(Task input)
Start of Block

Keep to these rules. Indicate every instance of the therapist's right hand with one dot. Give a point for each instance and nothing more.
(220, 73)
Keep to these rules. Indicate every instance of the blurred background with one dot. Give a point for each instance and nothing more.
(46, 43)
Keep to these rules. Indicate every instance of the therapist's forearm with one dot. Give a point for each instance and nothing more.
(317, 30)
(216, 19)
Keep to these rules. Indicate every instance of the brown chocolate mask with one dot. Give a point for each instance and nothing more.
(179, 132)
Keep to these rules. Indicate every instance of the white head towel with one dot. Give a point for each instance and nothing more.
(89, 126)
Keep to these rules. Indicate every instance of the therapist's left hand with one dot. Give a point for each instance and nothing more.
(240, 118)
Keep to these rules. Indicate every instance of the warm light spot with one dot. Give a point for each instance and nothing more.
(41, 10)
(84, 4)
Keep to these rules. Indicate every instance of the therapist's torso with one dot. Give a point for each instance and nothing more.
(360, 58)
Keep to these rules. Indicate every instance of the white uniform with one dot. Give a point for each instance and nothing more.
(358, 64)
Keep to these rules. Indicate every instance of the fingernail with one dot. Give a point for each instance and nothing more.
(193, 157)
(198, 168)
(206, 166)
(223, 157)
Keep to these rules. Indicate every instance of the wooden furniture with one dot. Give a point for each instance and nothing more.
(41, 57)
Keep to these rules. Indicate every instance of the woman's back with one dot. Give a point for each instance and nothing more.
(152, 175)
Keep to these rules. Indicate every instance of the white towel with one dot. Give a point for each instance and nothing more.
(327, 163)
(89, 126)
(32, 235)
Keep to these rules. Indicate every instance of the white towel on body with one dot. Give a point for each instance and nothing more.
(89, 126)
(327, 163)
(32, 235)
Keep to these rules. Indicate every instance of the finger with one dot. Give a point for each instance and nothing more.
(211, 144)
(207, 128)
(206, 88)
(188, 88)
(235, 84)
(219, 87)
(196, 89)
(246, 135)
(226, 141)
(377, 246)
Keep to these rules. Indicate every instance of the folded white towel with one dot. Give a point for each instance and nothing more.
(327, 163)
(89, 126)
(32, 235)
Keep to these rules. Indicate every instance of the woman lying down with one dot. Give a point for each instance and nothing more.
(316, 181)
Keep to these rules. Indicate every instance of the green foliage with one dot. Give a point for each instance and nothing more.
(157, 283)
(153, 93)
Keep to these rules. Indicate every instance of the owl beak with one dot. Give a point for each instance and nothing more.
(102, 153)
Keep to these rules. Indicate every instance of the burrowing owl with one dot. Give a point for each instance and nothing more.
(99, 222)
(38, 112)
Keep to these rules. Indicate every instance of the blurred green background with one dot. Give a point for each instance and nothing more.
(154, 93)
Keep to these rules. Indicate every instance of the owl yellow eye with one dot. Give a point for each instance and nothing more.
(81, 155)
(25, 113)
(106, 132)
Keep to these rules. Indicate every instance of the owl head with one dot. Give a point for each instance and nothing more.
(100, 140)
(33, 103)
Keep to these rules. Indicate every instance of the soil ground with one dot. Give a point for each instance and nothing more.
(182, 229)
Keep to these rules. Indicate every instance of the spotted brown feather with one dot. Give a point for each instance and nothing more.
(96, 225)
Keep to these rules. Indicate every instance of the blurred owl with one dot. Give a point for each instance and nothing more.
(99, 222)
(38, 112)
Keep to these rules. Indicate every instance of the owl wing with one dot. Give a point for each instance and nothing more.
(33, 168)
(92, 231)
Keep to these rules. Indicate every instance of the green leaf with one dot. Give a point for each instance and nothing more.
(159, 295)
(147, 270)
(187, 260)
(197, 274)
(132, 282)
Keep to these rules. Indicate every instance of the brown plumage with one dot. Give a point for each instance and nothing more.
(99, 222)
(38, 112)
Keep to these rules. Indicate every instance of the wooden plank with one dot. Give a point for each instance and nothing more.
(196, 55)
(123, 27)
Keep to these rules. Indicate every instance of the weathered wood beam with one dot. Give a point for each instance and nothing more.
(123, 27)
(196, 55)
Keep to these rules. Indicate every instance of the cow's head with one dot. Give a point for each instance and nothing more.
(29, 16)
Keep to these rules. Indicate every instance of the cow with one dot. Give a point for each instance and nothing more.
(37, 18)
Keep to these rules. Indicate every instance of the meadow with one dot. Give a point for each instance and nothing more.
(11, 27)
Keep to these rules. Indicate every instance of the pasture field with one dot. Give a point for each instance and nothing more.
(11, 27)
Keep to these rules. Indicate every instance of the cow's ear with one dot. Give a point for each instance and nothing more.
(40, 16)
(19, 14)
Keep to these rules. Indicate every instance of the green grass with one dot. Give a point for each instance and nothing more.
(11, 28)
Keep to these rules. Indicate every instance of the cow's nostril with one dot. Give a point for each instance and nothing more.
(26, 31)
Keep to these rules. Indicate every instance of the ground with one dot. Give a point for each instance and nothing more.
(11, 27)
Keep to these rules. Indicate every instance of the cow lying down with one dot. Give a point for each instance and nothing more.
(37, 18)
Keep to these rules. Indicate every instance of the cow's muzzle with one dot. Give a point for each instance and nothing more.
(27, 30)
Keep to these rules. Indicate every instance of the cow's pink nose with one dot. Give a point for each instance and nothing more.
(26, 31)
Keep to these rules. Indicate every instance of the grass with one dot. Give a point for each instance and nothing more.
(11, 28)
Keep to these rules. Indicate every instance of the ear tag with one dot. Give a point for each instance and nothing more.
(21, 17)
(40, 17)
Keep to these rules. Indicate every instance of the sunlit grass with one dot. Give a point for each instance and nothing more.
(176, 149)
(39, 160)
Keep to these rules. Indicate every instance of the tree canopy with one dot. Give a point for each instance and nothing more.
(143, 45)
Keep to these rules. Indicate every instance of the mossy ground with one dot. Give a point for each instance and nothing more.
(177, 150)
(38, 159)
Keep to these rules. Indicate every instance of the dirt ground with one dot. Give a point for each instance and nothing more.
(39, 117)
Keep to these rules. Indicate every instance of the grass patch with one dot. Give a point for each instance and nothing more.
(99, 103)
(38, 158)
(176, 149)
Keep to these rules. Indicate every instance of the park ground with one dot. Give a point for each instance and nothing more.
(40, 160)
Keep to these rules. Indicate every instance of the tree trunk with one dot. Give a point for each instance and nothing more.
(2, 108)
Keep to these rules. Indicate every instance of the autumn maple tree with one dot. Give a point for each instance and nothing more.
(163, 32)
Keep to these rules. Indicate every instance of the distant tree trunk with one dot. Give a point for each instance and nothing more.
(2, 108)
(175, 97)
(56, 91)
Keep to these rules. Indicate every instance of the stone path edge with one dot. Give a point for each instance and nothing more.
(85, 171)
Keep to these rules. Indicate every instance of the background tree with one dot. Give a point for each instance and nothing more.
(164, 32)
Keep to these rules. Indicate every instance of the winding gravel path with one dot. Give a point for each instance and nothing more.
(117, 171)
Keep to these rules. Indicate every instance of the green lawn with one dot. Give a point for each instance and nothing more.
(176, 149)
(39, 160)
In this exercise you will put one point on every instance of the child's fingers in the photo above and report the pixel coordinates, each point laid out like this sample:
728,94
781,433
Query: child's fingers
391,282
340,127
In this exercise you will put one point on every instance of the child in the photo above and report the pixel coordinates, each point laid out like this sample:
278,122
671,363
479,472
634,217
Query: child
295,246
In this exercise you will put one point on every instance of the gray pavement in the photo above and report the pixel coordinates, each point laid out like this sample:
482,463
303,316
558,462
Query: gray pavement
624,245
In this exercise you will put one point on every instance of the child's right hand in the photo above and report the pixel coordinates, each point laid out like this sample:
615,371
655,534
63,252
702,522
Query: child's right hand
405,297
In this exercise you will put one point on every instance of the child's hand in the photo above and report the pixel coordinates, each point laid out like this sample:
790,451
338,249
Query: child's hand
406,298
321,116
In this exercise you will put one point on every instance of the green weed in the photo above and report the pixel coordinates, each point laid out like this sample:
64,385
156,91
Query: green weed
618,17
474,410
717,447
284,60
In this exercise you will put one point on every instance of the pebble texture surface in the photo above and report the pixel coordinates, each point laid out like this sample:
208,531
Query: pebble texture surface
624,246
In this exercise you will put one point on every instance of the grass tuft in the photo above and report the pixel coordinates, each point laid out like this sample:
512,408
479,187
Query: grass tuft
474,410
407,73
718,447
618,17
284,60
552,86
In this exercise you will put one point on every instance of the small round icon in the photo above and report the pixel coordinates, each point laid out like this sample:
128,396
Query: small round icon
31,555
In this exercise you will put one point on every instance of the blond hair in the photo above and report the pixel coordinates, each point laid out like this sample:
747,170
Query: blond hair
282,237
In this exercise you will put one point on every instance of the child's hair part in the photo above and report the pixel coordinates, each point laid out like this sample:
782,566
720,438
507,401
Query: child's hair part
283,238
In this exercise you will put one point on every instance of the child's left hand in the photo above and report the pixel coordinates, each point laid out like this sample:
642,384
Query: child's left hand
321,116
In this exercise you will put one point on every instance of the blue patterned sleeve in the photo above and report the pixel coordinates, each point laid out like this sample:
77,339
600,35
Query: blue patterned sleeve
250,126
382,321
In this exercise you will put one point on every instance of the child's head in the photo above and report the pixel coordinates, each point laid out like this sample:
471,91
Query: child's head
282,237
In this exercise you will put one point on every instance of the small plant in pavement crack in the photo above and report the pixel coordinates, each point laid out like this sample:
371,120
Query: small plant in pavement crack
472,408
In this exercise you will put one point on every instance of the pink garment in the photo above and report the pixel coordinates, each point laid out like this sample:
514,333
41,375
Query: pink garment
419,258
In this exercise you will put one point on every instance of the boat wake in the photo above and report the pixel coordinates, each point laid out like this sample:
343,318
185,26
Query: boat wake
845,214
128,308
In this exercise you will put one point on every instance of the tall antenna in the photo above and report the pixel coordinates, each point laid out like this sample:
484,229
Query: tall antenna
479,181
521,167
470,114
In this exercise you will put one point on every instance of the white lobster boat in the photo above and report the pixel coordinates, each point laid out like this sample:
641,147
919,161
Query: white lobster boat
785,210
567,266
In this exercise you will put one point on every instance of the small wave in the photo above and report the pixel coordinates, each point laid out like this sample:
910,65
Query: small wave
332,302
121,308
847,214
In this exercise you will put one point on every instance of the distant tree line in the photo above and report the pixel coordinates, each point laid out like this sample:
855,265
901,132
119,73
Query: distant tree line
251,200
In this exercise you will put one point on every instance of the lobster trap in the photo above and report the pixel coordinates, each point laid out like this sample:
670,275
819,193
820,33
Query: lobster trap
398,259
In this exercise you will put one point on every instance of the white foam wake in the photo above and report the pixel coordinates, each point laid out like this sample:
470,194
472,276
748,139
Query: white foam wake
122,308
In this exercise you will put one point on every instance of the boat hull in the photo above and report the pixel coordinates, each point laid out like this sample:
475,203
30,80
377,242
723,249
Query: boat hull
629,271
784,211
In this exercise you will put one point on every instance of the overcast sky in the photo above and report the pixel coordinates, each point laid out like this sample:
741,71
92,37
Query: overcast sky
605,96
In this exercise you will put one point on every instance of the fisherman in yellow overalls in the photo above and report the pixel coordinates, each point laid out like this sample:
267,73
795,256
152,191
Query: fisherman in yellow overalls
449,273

End of Block

Could you output exactly the lines from the one containing "the white foam" to the end of the entries above, both included, and no others?

(Solution for this exercise)
In this exercise you will put one point on every instance of the white foam wake in the photo above and report the pixel coordinates, each point laid out like this sample:
470,194
472,276
748,139
Query: white foam wake
122,308
In this exercise you will put one point on every instance of the boat hull in the photo above and report the pixel coordinates, each point laid out like this sample:
475,203
30,80
377,242
723,249
Query: boat hull
629,271
784,211
In this exercise you will put one point on every instance of the overcast sky in the photo above and report the pixel coordinates, each point laid out like this sample:
741,71
92,37
Query: overcast sky
605,96
In this exercise you will put one point on every instance of the fisherman in yellow overalls in the photo above and report the pixel coordinates, each point laid out like this sample:
267,73
795,256
152,191
Query: fisherman in yellow overalls
449,273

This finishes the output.